→ **READING TEXT**
Also born in The Vines was Chief Francisco Patencio, author of the Stories and Legends of the Palm Springs Indians. (Anthropologist Lowell Bean is working on an expanded reissue of this pivotal book.) Patencio tells us that when a smallpox epidemic struck the tribe in 1825, the sick were moved to a cave hospital in Chino Canyon and dosed with water from the hot springs. Archaeologists have never found the cave, which was probably shuttered by rockfall.

More trouble came in 1860, when great floods roared down the canyon. Indians ran for their lives to higher ground and abandoned the destroyed village.

Pedro Chino sold his house in The Vines in 1880 to the Palm Valley Water Co.

The land belonged to the Southern Pacific Railroad, but Pedro Chino figured he had lived there long enough to have the right to sell it.

In the early 1900s, The Vines came to life again as artists, explorers, and writers — such as J. Smeaton Chase and George Wharton James — discovered the magical setting. James lived in a crude shack, but felt like royalty as he bathed in the “hot champagne” springs. “Solitary?” he exclaimed. “No! Why should I be solitary even though no other human beings are with me?” For company, he had the soaring cliffs, the bighorn sheep, the music of the creek, and the kvetching of the mountain spirit Tahquitz.

→ **EXTRACTED MATERIAL**
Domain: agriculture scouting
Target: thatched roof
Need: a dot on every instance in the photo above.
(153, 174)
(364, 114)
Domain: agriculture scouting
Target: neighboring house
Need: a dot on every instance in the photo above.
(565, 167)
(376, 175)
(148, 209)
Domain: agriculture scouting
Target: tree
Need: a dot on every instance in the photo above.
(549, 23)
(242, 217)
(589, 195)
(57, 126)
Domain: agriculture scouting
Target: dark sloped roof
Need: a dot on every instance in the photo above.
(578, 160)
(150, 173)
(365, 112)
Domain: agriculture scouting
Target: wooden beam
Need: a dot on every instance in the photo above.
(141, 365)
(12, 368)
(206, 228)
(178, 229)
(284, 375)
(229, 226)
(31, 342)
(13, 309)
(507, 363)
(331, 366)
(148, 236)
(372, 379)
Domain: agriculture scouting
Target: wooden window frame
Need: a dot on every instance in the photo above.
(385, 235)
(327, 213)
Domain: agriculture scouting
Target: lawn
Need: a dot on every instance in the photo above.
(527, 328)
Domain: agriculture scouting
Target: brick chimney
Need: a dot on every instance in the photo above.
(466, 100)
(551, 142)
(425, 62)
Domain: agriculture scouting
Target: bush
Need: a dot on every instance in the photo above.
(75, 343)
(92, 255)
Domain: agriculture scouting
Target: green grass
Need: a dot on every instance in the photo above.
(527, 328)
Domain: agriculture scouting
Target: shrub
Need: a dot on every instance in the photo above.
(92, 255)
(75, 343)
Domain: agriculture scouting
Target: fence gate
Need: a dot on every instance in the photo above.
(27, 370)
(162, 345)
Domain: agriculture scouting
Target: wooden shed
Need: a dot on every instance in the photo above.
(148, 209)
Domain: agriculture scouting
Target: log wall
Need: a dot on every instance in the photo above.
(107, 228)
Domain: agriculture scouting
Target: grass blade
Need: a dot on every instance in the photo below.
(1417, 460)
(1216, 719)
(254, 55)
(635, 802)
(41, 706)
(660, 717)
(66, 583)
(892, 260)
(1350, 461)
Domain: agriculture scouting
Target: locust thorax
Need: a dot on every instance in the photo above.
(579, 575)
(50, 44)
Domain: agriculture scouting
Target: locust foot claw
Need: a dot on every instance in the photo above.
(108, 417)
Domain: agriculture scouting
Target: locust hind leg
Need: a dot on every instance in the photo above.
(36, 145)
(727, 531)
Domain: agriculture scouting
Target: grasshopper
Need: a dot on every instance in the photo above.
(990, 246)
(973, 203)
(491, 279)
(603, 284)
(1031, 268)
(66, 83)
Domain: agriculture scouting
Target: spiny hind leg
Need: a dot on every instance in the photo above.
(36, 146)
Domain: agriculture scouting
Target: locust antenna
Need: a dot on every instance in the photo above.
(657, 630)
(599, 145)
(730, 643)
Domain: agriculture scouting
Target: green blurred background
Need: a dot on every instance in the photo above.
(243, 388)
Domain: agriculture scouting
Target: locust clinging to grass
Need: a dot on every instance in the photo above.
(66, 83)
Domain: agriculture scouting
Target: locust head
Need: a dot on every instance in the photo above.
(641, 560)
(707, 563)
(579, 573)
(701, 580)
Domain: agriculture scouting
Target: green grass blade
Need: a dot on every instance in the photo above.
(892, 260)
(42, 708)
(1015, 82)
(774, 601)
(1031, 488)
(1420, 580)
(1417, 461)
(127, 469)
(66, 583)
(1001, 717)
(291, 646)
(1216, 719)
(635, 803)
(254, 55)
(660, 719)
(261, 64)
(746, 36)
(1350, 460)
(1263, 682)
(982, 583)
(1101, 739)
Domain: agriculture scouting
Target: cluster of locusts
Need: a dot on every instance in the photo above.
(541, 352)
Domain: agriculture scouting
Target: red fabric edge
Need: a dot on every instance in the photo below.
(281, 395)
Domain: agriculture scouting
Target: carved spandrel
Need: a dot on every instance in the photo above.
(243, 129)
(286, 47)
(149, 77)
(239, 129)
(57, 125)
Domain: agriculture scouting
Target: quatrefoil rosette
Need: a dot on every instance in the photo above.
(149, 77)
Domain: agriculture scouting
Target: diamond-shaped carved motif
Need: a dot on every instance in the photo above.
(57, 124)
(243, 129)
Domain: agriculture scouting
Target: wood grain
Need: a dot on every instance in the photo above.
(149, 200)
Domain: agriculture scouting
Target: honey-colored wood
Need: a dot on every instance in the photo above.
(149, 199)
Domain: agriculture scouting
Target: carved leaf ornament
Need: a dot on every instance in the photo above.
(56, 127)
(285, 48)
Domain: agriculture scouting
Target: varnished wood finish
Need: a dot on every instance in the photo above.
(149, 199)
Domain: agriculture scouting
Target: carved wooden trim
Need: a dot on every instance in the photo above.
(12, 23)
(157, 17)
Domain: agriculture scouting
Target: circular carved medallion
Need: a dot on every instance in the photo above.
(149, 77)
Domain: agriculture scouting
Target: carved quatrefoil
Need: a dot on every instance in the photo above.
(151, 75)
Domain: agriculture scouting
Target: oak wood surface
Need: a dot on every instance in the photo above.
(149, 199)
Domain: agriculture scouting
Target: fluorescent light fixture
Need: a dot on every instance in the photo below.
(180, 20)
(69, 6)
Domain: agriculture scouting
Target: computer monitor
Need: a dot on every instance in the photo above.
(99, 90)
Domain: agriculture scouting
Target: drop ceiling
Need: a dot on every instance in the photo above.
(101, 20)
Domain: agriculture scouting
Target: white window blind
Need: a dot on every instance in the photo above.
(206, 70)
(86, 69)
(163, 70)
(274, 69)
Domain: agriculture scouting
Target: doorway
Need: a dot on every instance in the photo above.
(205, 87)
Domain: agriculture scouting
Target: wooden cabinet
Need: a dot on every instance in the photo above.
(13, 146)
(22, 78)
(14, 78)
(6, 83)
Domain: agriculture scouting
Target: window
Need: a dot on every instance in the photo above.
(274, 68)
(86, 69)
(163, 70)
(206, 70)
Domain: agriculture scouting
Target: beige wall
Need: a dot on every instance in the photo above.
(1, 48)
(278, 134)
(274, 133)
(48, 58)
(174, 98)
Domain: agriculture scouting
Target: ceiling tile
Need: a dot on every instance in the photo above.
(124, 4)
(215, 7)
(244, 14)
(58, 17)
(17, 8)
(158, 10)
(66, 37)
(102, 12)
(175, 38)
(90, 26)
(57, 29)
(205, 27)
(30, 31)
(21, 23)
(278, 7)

→ **REQUIRED ACTION**
Rewrite the passage on The Vines between "In the early" and "mountain spirit Tahquitz.", inclusive, substituting "cabin" for "shack".

→ **ANSWER TO THIS PROBLEM**
In the early 1900s, The Vines came to life again as artists, explorers, and writers — such as J. Smeaton Chase and George Wharton James — discovered the magical setting. James lived in a crude cabin, but felt like royalty as he bathed in the “hot champagne” springs. “Solitary?” he exclaimed. “No! Why should I be solitary even though no other human beings are with me?” For company, he had the soaring cliffs, the bighorn sheep, the music of the creek, and the kvetching of the mountain spirit Tahquitz.